**Passage for review**
>>>
GENEVA, Oct 7 (AP): UN Secretary-General Kofi Annan said that the United Nations will not let intellectual property rights (IPRs) stand in the way of access to flu treatments and vaccines in case of a pandemic.
"We should be clear in this situation: We will take the measures to make sure poor and rich have access to the medications and the vaccines required," Annan said Thursday, calling on rich nations and pharmaceutical companies to help impoverished countries prepare themselves.
Annan said he will be "encouraging pharmaceutical companies and others to be helpful and making sure we do not allow intellectual property rights to get in the way of access of the poor to medication." Patents allow the developer of a drug an exclusive right to make and sell the drug for several years. But under some circumstances, countries are allowed to create generic versions of patented drugs - if the medicine is considered essential.
Annan met the global body's top health officials to discuss the bird flu virus, which has affected parts of Asia.
"Some countries are not prepared," Annan told reporters at World Health Organization (WHO) headquarters. "Some are obviously complacent. Others do not have the capacity and need help to be able to do it and we need to identify those countries and offer them help."
Annan's comments were a "very interesting political statement", according to humanitarian organization Medecins Sans Frontieres, or Doctors without Borders.
Meanwhile, US President George W. Bush summoned vaccine manufacturers to a White House meeting Friday, hoping to personally boost the rickety industry amid increasing fears of a worldwide outbreak of bird flu. It's the latest in a flurry of preparations for a possible pandemic after criticism of the government's response to Hurricane Katrina.
This month, vaccine maker Sanofi-Pasteur begins the first mass production of a new vaccine that promises to protect against bird flu, producing $100 million (euro82.9 million) worth of inoculations for a government stockpile.
But it would take months to create a new vaccine from scratch if a different strain of bird flu than today's known as H5N1 emerges. Even if the vaccine works, Sanofi is producing enough to protect anywhere from 2.0 million to 20 million people -- depending on how much must be put into each dose -- and it's not clear when or where similar large stockpiles could be made.
The nation has only three main manufacturers of vaccine against the regular flu that circulates each winter.
Bush called together the heads of major vaccine companies "to press ahead to expand our manufacturing capacity for a vaccine to address this risk," White House spokesman Scott McClellan said Thursday.
On the agenda for Friday's meeting is liability, McClellan said. If healthy people suffer side effects from a vaccine, manufacturers can face huge lawsuits, one reason many companies have left the business in the last two decades.
Another reason is that vaccines simply aren't very profitable, especially flu vaccine, which must be made fresh every winter to keep up with newly circulating strains. The irony: Although there have been three shortages since 2000 and supplies are strained again this year, in most years manufacturers throw away millions of unused flu shots.
<<<
**Problem 1**
In the bird flu article, how many main manufacturers of vaccine against the regular winter flu does the nation have?
**Problem 2**
Extract the part of the bird flu article starting at "Bush called together" and ending at "last two decades.".
Work from the bird flu article alone.

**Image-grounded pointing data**
>>>
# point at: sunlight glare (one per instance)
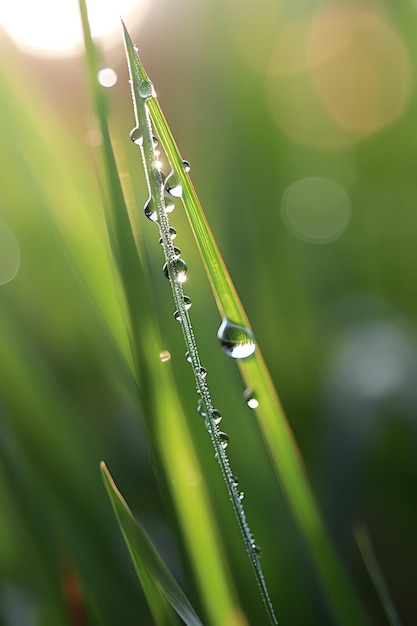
(53, 29)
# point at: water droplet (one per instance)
(217, 416)
(146, 89)
(107, 77)
(237, 341)
(172, 234)
(187, 303)
(250, 398)
(169, 204)
(173, 186)
(149, 210)
(179, 271)
(165, 356)
(224, 439)
(136, 136)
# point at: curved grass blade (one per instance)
(274, 427)
(142, 135)
(169, 438)
(159, 585)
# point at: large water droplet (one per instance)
(149, 210)
(250, 398)
(237, 341)
(217, 416)
(146, 89)
(173, 186)
(136, 136)
(187, 303)
(179, 270)
(224, 439)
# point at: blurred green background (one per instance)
(299, 123)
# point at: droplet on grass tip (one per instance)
(235, 340)
(146, 90)
(179, 271)
(250, 398)
(107, 77)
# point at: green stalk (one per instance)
(274, 427)
(143, 94)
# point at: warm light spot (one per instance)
(165, 356)
(316, 210)
(9, 254)
(336, 77)
(359, 68)
(107, 77)
(53, 28)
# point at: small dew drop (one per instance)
(172, 234)
(250, 399)
(165, 356)
(257, 550)
(224, 439)
(201, 409)
(236, 341)
(169, 204)
(149, 210)
(217, 416)
(180, 270)
(136, 136)
(107, 77)
(187, 303)
(173, 186)
(146, 90)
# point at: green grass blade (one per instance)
(279, 440)
(174, 456)
(156, 579)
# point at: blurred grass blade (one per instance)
(280, 442)
(156, 580)
(363, 541)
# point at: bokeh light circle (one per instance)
(316, 210)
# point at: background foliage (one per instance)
(259, 97)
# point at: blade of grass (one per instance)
(157, 581)
(364, 544)
(166, 426)
(274, 427)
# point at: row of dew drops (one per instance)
(236, 340)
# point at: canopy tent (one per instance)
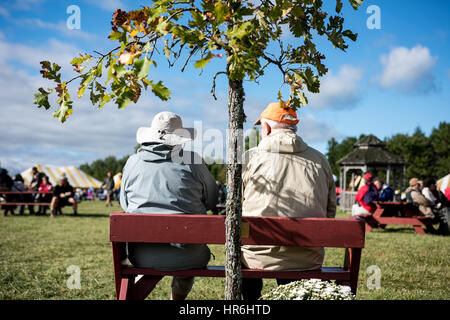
<<<
**Solution 1**
Three.

**Solution 2**
Bush called together the heads of major vaccine companies "to press ahead to expand our manufacturing capacity for a vaccine to address this risk," White House spokesman Scott McClellan said Thursday.
On the agenda for Friday's meeting is liability, McClellan said. If healthy people suffer side effects from a vaccine, manufacturers can face huge lawsuits, one reason many companies have left the business in the last two decades.